#### DOCUMENT SECTION
— Start —

David, put on your fedora because we're going to grab our opening segment straight off the wires.
Front page style.
Let's do it.
Because the big news last week was the Associated Press firing a reporter named Emily Wilder.
Emily Wilder is 22 years old.
She went to Stanford.
On May 3rd, she started a job at the AP's Phoenix Bureau.
we will let Wilder pick up the story there in her own voice.
Last Monday, the Stanford College Republicans launched a smear campaign against me,
attempting to expose my already public history of activism for Palestinian human rights at Stanford University.
I was transparent with my editors, and they reassured me I would not face punishment for my previous activism.
She continues.
Less than 48 hours later, the AP fired me.
The reason given was my supposed violations of the AP's social media policy sometime between my first day and Wednesday.
In that interim, powerful conservatives like Senator Tom Cotton, Ben Shapiro, and Robert Spencer repeatedly lambasted me online.
When I asked my managers which exact tweets were in violation of the policy or how they refused to tell me.
Emily Wilder would later tell the San Francisco Chronicle, there's no question I was just canceled.
Oh man. I was hoping we were going to be able to set aside cancel cultural hypocrisy
until at least the end of the conversation. Can we do that?
Sure.
Okay. This is a wild, no pun intended story. It's almost, I mean, listen, we're never going
to get probably the AP side of this, at least full disclosure of how the decision-making process
went on. So we're only left with assumptions. In this case, the assumptions are fairly easy to
draw or conclusions are fairly easy to draw, though they're all assumed.
I would just, I would assume that the conversation went something like, this new hire
is becoming a pain in the ass.
It's, you know, this job title does not merit this amount of consternation on the part of
me, says whoever the person in charge is.

— End —

#### PROVIDED DATA
— Start —

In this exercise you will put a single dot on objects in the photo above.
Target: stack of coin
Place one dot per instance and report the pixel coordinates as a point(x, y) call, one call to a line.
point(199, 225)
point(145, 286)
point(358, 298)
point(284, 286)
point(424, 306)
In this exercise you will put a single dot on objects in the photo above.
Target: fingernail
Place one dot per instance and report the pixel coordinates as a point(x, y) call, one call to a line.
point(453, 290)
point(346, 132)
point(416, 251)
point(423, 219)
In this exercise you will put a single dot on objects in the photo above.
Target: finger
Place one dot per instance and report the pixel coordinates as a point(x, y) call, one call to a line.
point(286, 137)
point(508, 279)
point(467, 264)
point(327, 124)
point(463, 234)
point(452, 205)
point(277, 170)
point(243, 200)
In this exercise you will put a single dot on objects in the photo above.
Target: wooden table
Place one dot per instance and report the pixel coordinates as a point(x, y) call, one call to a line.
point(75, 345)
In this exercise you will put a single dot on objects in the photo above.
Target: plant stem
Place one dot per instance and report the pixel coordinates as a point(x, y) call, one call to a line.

— End —

#### PROBLEM A
List every person named in the transcript about Emily Wilder's firing.
#### PROBLEM B
Go on with the transcript about Emily Wilder's firing from the point where it stops.

#### WRITTEN ANSWER A
David, Emily Wilder, Tom Cotton, Ben Shapiro, Robert Spencer

#### WRITTEN ANSWER B
And so let's just cut bait.
I mean, the craziest, I mean, that to me would make complete sense.
for a human being to do.
From the AP's perspective.
From the AP's perspective,
but it's the utterly wrong thing to do.
I mean,
it's the worst thing you could possibly do.
The people that merit,
the people that seem like the least,
I mean,
that seem like the greatest imbalance between,
you know,
problems that they create
and significance of their role.
Those are the people who you should be defending
more than anyone else.
Because they don't,
one, have the power to defend themselves.
And two,
they are more emblematic
of whatever standard,
you are claiming to uphold whatever journalistic integrity or purity that you claimed uphold,
then you're more powerful, more famous staffers.
This is the incidents where you should really simply, clearly, and definitively say,
no, why would we hire that? Why would we fire that person?
And if there's a really good reason why, then you should be clear about that.
Amen to all of that.
And a couple of notes on that front.
I think I saw Matthew Zitland make this point on Twitter.
A lot of people made this point.
Emily Wilder was working in Phoenix covering local news.
She was not a reporter in the Middle East.
So this idea that somehow something she did or a club she joined or an organization she joined in college would rule out covering news in Phoenix is just crazy.
It is absolutely crazy.
I don't get that at all.
I don't get that at all.
Second, if you read her comments after that,
after all this happened,
she seems like she would have happily,
you know,
sort of gone whichever direction they wanted her to go
and social media or at least listen to them.
You know,
if they were like,
hey,
this issue is very charged.
Can you just tweet AP stuff?
I don't know what they would have said.
It doesn't sound like she was opposed to that idea
or at least hearing them out on that.
Sure.
she worked at the Arizona
Republic before this, which is not exactly like
working at Defector.
And somehow this was not like,
hey, let's, can we sit down here
and talk about social media just for a second?
Because this is the AP or whatever. It was, you've
lost your job.
That just seems like
a ridiculous reaction.
And that's why
you have to assume it was just a reaction.
An overreaction, a ridiculous reaction,
whatever, you know,
you want to call it. I mean,
I said I didn't want to talk about cancel culture, but there is an incredible irony in the fact that conservatives, and I don't even feel bad about painting with a broad brush because this is, this feels like it's come out of the mouth of every conservative politician and certainly every conservative talking head.
But the idea that you should be punished for having a different point of view during your college years is a constant source of disgruntlement for conservatives.
you know, I mean, the idea that people are being,
that conservative voices are being shushed or quieted or ignored
or canceled on college campuses is,
they complain about it all the time.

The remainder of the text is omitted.